==== Teks Halaman

Ahad 19 Aug 2012 06:00 WIB

Kembali ke Fitrah

 Suasana kesibukan umat Islam pada bulan suci Ramadhan di Masjid As Salafiyah atau biasa disebut juga dengan Masjid Pangeran Jayakarta, Jalan Jatinegara Kaum, Jakarta Timur, Senin (30/7). (Aditya Pradana Putra/Republika)
Suasana kesibukan umat Islam pada bulan suci Ramadhan di Masjid As Salafiyah atau biasa disebut juga dengan Masjid Pangeran Jayakarta, Jalan Jatinegara Kaum, Jakarta Timur, Senin (30/7). (Aditya Pradana Putra/Republika)

REPUBLIKA.CO.ID,Seorang sufi terkemuka abad kedua Hijriah, Abu Bakar as Syibli, semasa hidupnya pernah menulis sebuah syair, ketika ia berada di pengujung Ramadhan. Tepatnya, kala fajar 1 Syawal tiba. “Jika Engkau bagiku ialah Id maka tak sebanding Id saat ini. Rasa cinta kepadaMu di hatiku, terus mengalir. Laksana air di kecapi.” Sebulan penuh kita melewati Ramadhan. Bulan ini diposisikan sebagai Kawah Candradimuka, tempat penempaan spiritual umat Muslim. Bentuk penggemblengan itu beragam, baik bentuk ataupun dimensi ibadahnya. Ada yang bersifat sangat individual, hanya menyentuh wilayah privat. Sebagiannya lagi, masuk pada ranah ibadah sosial.

Kini, Idul Fitri hadir, kembali menyapa kita. Benarkah kedatangannya berarti puncak kemenangan? Justru tidak. Di sinilah, keberhasilan dari rangkaian ritual sepanjang Ramadhan akan dibuktikan. Idul Fitri bukan akhir segalanya. Ia sekadar tempat rehat, momentum mengembalikan kesucian diri. Menyegarkan kembali sema ngat dan ghirah untuk berbuat lebih baik lagi. Dan, menanggalkan segala bentuk tindakan keji, zalim, dan perbuatan nista. Kembali fitrah, baik dalam konteks pribadi, sosial, maupun hidup berbangsa dan bernegara.

Idul Fitri bagi individu adalah evaluasi dan introspeksi menuju pribadi yang bertakwa. Minimal, implikasinya bisa diukur dengan adanya perubahan nyata dalam kesehariannya. Ia mestinya menjadi figur yang tidak mencederai orang lain, baik secara lisan, perbuatan, ataupun sikap sikapnya dalam berinteraksi. Sebab, disesuaikan dengan posisi dan tanggung jawab yang diemban.

========
==== Data Tersedia

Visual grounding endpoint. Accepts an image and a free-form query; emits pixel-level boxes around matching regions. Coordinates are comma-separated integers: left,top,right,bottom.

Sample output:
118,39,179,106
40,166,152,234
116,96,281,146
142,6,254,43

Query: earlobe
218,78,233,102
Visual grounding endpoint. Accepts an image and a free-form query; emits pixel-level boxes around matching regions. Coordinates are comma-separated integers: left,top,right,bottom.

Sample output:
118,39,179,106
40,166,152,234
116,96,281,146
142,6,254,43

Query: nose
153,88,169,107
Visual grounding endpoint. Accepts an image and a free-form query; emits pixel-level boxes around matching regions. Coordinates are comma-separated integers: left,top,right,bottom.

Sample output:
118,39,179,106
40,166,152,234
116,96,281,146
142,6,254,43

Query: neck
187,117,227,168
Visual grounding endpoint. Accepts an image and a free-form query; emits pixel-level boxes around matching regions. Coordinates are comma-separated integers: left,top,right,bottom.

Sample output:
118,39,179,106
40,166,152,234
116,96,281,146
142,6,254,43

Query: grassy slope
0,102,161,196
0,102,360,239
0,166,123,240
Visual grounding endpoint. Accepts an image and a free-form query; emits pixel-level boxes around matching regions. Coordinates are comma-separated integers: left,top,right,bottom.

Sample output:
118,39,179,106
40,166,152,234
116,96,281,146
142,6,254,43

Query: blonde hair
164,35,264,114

========
==== Data Tersedia

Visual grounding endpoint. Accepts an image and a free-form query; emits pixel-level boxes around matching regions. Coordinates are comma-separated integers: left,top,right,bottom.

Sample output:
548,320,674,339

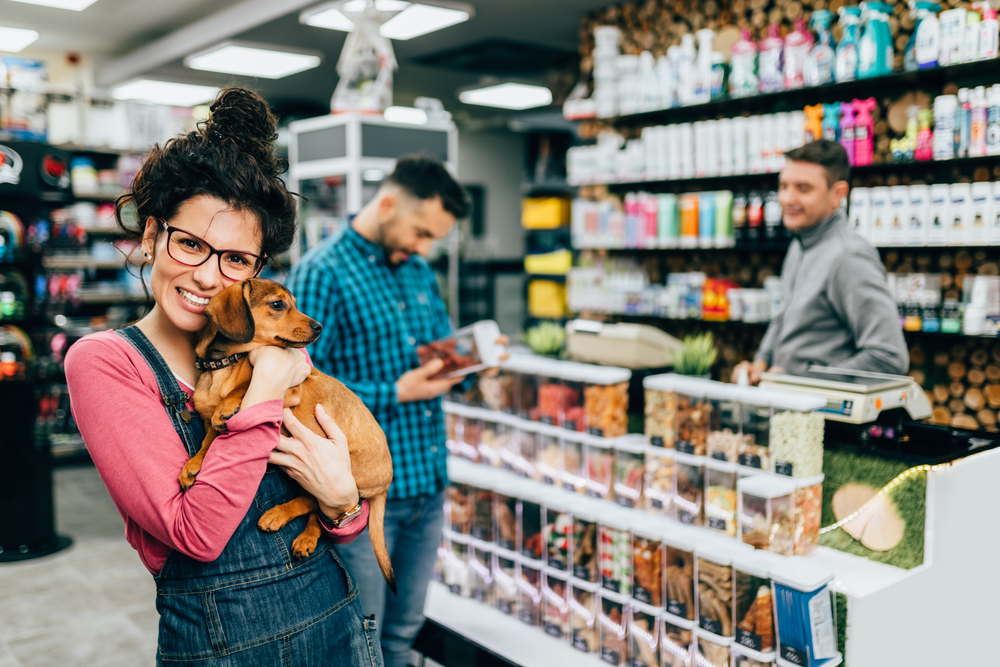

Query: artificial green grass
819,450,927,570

========

=== Tugas Latihan 1 ===
Menurut teks halaman, bulan Ramadhan diposisikan sebagai apa?
=== Tugas Latihan 2 ===
Cetak persis bagian teks halaman dari kata "Kini, Idul Fitri" sampai dengan kata "berbangsa dan bernegara.".

=== Hasil Latihan 1 ===
Sebagai Kawah Candradimuka, tempat penempaan spiritual umat Muslim.

=== Hasil Latihan 2 ===
Kini, Idul Fitri hadir, kembali menyapa kita. Benarkah kedatangannya berarti puncak kemenangan? Justru tidak. Di sinilah, keberhasilan dari rangkaian ritual sepanjang Ramadhan akan dibuktikan. Idul Fitri bukan akhir segalanya. Ia sekadar tempat rehat, momentum mengembalikan kesucian diri. Menyegarkan kembali sema ngat dan ghirah untuk berbuat lebih baik lagi. Dan, menanggalkan segala bentuk tindakan keji, zalim, dan perbuatan nista. Kembali fitrah, baik dalam konteks pribadi, sosial, maupun hidup berbangsa dan bernegara.